→ YOUR TASK
Return, word for word, every line that follows.
== SUPPLIED RECORDS
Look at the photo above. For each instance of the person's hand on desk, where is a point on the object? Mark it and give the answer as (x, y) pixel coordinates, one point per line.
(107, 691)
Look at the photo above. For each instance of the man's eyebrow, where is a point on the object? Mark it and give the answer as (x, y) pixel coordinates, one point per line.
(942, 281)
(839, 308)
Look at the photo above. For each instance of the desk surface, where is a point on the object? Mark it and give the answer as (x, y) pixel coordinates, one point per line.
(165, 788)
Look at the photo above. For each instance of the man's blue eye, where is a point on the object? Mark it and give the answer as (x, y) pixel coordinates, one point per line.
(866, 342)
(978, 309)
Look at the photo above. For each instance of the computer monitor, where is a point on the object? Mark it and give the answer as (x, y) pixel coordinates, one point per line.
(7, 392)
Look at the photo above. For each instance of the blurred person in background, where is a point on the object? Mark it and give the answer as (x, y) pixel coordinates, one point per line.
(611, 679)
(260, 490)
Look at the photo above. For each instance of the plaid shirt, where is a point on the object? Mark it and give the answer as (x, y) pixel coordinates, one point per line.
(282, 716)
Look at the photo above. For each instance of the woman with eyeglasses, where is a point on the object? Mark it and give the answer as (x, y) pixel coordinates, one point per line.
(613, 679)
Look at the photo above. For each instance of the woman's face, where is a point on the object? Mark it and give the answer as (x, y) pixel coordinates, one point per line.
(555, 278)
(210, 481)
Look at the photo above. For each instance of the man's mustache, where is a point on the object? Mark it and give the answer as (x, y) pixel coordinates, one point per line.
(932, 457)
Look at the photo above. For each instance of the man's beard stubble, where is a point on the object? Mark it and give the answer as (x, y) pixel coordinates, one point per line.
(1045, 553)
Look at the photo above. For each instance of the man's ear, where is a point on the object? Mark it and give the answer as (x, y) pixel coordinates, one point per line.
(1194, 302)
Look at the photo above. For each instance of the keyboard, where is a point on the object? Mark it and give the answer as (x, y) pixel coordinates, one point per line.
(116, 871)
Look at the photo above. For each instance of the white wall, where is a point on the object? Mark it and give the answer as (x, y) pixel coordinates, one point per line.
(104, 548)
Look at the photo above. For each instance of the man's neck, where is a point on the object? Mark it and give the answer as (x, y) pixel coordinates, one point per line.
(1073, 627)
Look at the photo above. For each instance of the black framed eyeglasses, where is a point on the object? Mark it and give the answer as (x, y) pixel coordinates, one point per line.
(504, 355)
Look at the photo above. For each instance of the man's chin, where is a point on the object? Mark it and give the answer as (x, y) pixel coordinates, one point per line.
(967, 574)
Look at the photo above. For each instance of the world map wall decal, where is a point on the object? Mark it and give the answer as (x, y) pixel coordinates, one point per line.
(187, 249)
====
→ SOLUTION TO THIS TASK
Look at the photo above. For each instance of the person's hand on desk, where is a point on the object? Mark it and give the answer as (x, y) pixel coordinates, one point per line.
(107, 691)
Look at the photo above. For each instance of the man's eyebrow, where is a point on the object? Mark it and give the answer as (x, y) pixel coordinates, one point per line.
(942, 281)
(839, 308)
Look at the photo above. For each instance of the desk surface, where is a point on the object? Mark it and give the answer as (x, y) pixel coordinates, one point per line.
(165, 788)
Look at the photo above. For each instance of the man's blue eye, where is a point on the object? Mark it and give the answer as (x, y) pixel coordinates, one point per line.
(866, 342)
(978, 309)
Look at the photo above. For each instance of the computer monitor, where is a point on the object? Mark it and give the answer as (x, y) pixel coordinates, one point per line.
(7, 392)
Look at the photo above. For each instance of the blurred person in background, where is a point on the object? Mark it and give the answer as (x, y) pixel coordinates, one point per line.
(611, 679)
(260, 490)
Look at the photo above. For each instance of the plaid shirt, where is a point on the object? Mark it and give the answer as (x, y) pixel coordinates, one point per line.
(282, 716)
Look at the photo above. For each instance of the woman with eyeglasses, where is a point on the object? Mark it and give the answer as (x, y) pixel coordinates, one point per line.
(613, 679)
Look at the photo above. For each instance of the woman's face, where is a point on the object? Mark it and give the answer as (x, y) pixel coordinates, one point per line.
(555, 278)
(210, 481)
Look at the photo above. For each instance of the man's mustache, where is a point on the object? Mark it and give the answer as (x, y) pixel coordinates, one point per line.
(932, 457)
Look at the photo above. For each instance of the man's beard stubble, where is a point on the object? Mark it and give the answer as (x, y) pixel coordinates, one point per line.
(1045, 553)
Look at the photo above. For each instance of the man's ear, where is a point on the object? Mark it and give the answer as (x, y) pixel coordinates, one point per line.
(1194, 302)
Look at the photo above. For each instance of the keyboard, where is a point on the object? Mark it and give the answer as (x, y) pixel coordinates, one point per line.
(116, 871)
Look at the photo above. For each instance of the white wall, where is a point on the object? Mark it and give the answer as (x, y) pixel coordinates, one point per line.
(104, 548)
Look at the photo above. For each instance of the man's neck, where is a point on the object? Mark it and give the answer as (x, y) pixel coordinates, one point per line.
(1073, 627)
Look at the photo above. For each instance of the black framed eyeglasses, where is a point on the object? Mark it and give the answer as (x, y) pixel coordinates, one point per line.
(504, 355)
Look at the photo above. For each instance of the man's chin, where is a point on the object? Mark it and give the answer as (x, y) pixel coordinates, one point per line.
(967, 574)
Look at the photo above. For each instance of the world map wall decal, where is a point on the object? Mark it and give the answer as (x, y) pixel coordinates, one point per line.
(187, 249)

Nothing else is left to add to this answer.